(Information supplied begins)

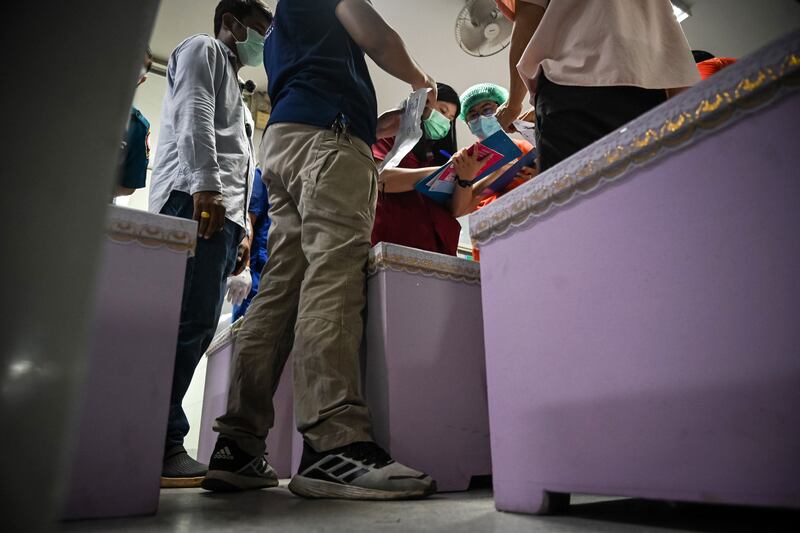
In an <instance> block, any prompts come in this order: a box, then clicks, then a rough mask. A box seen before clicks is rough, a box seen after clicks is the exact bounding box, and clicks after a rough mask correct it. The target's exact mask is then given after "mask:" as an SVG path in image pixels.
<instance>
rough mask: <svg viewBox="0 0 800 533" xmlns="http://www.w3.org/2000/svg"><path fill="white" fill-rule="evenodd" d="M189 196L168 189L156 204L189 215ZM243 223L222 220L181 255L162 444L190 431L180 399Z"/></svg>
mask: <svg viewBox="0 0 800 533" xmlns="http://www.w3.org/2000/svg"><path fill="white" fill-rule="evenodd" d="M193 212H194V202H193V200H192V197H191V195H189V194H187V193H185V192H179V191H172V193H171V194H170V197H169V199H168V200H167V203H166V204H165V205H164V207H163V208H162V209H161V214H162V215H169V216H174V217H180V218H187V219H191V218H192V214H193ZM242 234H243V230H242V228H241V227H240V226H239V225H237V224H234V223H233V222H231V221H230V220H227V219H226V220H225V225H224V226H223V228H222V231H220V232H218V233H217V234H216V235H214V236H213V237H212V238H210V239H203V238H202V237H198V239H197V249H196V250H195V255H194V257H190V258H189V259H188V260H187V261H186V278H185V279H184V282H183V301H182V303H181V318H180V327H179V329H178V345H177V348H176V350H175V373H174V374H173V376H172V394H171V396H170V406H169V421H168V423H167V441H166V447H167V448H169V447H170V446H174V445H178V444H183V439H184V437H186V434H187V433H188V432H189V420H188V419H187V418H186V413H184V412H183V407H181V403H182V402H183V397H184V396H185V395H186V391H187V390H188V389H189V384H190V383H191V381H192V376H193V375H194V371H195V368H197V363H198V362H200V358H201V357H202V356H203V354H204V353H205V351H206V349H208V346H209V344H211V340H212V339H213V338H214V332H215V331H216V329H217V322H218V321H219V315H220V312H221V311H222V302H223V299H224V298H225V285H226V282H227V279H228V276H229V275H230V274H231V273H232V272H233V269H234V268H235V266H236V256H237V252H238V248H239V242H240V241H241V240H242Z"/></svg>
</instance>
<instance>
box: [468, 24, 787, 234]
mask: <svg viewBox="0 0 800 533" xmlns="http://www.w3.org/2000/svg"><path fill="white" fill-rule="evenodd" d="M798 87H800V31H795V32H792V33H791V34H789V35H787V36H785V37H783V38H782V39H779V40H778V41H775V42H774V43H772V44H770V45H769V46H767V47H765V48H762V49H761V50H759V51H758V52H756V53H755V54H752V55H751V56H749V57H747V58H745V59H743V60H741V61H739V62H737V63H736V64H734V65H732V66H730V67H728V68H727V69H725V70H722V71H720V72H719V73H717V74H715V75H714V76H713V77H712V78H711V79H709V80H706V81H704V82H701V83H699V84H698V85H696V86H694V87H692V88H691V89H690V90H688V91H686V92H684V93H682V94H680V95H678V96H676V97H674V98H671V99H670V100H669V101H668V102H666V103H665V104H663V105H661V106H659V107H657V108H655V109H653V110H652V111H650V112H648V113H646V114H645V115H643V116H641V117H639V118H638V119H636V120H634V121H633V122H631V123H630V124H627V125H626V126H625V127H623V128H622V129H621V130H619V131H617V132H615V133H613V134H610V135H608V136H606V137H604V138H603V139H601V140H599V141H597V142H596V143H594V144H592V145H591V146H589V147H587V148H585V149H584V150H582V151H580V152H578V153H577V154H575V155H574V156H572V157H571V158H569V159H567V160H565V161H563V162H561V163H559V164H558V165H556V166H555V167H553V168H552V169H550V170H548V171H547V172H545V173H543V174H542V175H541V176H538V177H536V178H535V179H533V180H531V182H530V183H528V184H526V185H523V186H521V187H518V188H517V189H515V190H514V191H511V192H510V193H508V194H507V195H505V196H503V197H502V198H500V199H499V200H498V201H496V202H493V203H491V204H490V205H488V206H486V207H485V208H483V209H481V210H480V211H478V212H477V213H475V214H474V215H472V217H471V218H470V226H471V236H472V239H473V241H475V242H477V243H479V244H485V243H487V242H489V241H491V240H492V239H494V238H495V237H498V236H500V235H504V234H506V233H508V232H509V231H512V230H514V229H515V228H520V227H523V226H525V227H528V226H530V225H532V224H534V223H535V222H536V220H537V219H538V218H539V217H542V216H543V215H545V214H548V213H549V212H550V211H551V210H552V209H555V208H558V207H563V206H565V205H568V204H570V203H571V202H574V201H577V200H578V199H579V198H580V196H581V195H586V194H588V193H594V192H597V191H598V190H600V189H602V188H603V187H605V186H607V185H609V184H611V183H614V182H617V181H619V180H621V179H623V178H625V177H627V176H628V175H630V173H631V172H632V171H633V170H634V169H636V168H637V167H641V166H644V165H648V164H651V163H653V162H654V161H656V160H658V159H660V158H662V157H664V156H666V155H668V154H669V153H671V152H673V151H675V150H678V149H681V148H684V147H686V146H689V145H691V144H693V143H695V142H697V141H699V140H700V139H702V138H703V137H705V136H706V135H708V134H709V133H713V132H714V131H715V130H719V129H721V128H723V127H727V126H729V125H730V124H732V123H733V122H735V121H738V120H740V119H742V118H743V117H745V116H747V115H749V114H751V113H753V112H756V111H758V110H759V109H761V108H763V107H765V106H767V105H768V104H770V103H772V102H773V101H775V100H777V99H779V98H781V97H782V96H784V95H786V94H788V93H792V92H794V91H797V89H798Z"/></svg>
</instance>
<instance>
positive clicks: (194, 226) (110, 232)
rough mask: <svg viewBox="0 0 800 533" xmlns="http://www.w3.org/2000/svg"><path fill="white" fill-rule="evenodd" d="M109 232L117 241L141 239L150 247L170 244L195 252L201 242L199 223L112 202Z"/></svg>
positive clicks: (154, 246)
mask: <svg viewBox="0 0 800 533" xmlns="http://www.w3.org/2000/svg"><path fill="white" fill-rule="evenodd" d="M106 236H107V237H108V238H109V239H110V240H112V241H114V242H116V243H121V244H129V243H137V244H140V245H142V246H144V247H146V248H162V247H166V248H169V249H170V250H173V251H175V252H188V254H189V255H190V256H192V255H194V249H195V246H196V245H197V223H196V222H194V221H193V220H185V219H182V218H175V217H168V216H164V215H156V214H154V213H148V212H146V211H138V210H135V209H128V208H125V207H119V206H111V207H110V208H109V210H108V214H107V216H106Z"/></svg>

(Information supplied ends)
(Information supplied begins)

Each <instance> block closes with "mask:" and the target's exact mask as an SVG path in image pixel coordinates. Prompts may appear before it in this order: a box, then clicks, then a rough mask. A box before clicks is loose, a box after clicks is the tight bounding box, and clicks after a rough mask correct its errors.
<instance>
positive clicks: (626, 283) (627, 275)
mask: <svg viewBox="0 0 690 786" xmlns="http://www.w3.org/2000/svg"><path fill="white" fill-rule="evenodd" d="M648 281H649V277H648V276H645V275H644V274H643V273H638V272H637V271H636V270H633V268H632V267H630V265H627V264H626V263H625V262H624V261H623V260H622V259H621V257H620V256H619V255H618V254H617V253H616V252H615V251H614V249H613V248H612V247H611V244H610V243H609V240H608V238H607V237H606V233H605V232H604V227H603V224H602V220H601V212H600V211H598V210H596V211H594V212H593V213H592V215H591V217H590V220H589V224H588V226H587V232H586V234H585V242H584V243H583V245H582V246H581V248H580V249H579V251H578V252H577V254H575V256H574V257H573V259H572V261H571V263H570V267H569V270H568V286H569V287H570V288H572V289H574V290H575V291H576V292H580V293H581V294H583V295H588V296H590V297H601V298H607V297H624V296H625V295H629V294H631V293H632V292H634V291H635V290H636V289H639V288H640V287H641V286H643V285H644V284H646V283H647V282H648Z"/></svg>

(Information supplied ends)

» **Your objective**: If a line in the records above contains the word "after", copy it.

» **Response**:
In an <instance> block, any prompts come in this order: a box, then clicks, then a rough mask. A box seen before clicks is rough, a box seen after clicks is the exact bounding box, and clicks after a rough mask correct it. The target's exact mask is then given after "mask:" as an SVG path in image pixels.
Each <instance> block closes with "mask:" and the target's exact mask as an SVG path in image pixel coordinates. Prompts may appear before it in this order: a box, then clicks, then a rough mask. A box before clicks is loose, a box after clicks is the tight bounding box, and clicks after a rough mask correct its errors.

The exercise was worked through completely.